(Saved data entries)
....

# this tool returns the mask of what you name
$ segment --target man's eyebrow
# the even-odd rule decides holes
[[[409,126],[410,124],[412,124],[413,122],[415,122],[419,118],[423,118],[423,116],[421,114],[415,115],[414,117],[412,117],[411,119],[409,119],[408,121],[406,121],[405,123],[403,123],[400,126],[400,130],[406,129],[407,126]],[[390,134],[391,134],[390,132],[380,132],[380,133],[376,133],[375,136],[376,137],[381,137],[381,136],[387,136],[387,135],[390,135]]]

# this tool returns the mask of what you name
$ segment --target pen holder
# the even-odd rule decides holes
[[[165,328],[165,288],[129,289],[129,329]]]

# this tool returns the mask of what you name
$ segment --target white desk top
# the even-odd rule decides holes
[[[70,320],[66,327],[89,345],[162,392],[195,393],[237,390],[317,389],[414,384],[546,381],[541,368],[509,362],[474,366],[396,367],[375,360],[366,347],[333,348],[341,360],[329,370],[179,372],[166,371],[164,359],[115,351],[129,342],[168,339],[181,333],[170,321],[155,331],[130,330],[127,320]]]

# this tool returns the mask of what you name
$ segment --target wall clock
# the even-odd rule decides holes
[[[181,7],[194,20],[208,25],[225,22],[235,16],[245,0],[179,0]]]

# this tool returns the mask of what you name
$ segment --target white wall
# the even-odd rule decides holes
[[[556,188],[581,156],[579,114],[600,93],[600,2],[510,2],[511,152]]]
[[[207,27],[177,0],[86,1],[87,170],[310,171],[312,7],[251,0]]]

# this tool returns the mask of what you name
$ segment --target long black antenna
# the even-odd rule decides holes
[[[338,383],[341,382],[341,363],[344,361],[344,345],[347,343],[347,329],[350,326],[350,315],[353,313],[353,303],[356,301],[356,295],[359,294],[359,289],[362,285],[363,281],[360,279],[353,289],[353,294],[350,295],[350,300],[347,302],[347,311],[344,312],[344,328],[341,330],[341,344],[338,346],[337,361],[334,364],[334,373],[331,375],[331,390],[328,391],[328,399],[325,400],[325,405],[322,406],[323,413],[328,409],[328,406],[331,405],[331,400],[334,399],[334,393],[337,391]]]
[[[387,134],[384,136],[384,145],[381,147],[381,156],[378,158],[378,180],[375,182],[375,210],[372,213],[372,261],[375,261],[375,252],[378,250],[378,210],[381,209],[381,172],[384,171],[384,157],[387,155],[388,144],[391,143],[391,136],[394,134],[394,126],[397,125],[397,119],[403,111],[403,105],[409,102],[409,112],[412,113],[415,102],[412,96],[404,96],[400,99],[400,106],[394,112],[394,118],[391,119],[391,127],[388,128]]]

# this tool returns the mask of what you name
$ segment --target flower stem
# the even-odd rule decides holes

....

▸ YOUR OBJECTIVE: Count the lines of the records that include the word "wall". Give the number by itself.

▸ RESULT OF THIS EXERCISE: 2